**Text excerpt**
-- begin --

Pax Atomica Prologue:
I'm posting the following material here so I can link to it when the topic arises in discussion and debate elsewhere. This post is an essay I wrote some time ago concerning the influence of nuclear weapons on the nature of international relations since the end of World War II. Shortly thereafter, pro-nuclear commenter DV8 2XL provided an analysis on the same subject which went into more specific detail concerning the strategic and tactical considerations of nuclear weapons. Whereas I look at the subject in the light of the doctrine of Mutually Assured Destruction, DV8 2XL asserts that the true value of nuclear weapons is their conferral of invulnerability to invasion to any country which possesses them. With nuclear weapons, a small state can repel invasion by huge conventional forces and also ward off the threat of nuclear attack by possessing a retaliatory capability. This shielding effect would be lost the instant it chose to use nuclear weapons in a first strike attack, so there would be strong incentive on both sides to maintain the peace.
Either way you look at it though, nuclear weapons have been an inadvertent force for peace in the world.
Pax Atomica
I have in my possession a most interesting tome. No doubt many here have heard of it. It's titled "The Rise and Fall of the Great Powers: Economic change and military conflict from 1500 to 2000", written by Paul Kennedy a professor of History at Yale University. There you will find an excellent description of the ongoing pattern of Great Power conflicts over that period. It's a very impressive read. If you haven't read it yet, I highly recommend that you obtain a copy and do so. You will almost certainly complete it with much greater knowledge and appreciation of the subject than you had when you started.
The book is partly a forecast, as it was written in 1986. Professor Kennedy's insight into the situation at the time was uncanny. He stated that the Soviet Union was in deep trouble a few years before its collapse, and wrote of the rise of China well before that topic became a mainstream day-to-day issue. Nothing in what he said about the remainder of the twentieth century needs much revision now that it's over, except perhaps that some of the projections overestimated the time frame for major changes, but you probably wouldn't have found too many people in 1986 asserting that Soviet communism was likely to collapse within five years. A 'Great Power' is defined as a nation capable of presenting a credible challenge to any other nation in the world. The nations in the first rank change over time, as various contenders get pushed out of the leader pack, while demographic and economic evolution thrusts others into it.
What really strikes me about the historical account is the dreary regularity with which the Great Powers take up arms against each other. Throughout most of modern European history, the Great Powers have engaged in ongoing struggles for dominance, with intervals of peace merely serving as prep time for the next bout. Every twenty years or so (or perhaps less, I haven't worked out the average), Europe would go through some huge convulsion to reach a new equilibrium in its internal tribal tensions.
Since the Renaissance there have been two periods of relative calm, during which direct Great Power wars have been rare or non-existent. The first of these ran from 1815 to 1914, from the victory of Britain and its allies over Napoleon's empire to the outbreak of World War One. That extended period of international peace appears chiefly to be the result of the dominance of one Great Power above all others. Britain found itself in a uniquely advantageous position after the Napoleonic Wars. In a bid to secure their thrones against any future revolutions, the freshly restored monarchies of the Continent established something called the Concert of Europe. Devised by the Austrian nobleman and diplomat Metternich, the 'Concert' was basically an agreement among the European absolutist monarchies to come to each other's aid to put down any popular revolution against any established regime which might threaten the status quo.

-- end --

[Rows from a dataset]
-- begin --

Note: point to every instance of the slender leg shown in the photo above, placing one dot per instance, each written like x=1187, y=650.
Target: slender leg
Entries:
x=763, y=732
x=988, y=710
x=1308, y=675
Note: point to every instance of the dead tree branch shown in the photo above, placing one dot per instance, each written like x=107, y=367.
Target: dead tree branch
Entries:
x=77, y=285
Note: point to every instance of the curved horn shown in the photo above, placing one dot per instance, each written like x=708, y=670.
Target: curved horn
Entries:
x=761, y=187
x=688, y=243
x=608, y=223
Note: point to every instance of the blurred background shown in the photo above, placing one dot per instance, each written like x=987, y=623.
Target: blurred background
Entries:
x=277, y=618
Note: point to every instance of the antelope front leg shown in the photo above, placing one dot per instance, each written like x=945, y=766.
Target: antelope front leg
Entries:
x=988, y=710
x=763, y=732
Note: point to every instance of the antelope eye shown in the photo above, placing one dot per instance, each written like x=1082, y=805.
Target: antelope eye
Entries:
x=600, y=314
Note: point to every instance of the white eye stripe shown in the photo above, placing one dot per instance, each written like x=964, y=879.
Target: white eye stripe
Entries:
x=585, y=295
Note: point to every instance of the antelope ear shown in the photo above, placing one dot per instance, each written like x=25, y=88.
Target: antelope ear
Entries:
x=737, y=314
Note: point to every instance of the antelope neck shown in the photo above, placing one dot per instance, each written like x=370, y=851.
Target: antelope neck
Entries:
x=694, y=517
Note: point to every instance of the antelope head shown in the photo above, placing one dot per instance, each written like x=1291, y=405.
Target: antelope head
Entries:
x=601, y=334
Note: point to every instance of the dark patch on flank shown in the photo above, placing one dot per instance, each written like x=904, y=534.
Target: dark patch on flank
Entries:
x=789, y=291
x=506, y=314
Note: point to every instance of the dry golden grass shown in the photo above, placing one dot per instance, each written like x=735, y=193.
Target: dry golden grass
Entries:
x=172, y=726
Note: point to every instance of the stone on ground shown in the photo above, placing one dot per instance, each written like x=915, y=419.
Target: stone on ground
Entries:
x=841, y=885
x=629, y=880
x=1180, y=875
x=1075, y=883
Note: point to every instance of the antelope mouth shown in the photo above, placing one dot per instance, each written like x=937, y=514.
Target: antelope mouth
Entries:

-- end --

**Objective 1**
Who devised the Concert of Europe, according to the Pax Atomica essay?
**Objective 2**
Please reproduce the part of the Pax Atomica essay between "What really strikes" and "internal tribal tensions.", inclusive.

**Exercise solution 1**
Metternich, the Austrian nobleman and diplomat.

**Exercise solution 2**
What really strikes me about the historical account is the dreary regularity with which the Great Powers take up arms against each other. Throughout most of modern European history, the Great Powers have engaged in ongoing struggles for dominance, with intervals of peace merely serving as prep time for the next bout. Every twenty years or so (or perhaps less, I haven't worked out the average), Europe would go through some huge convulsion to reach a new equilibrium in its internal tribal tensions.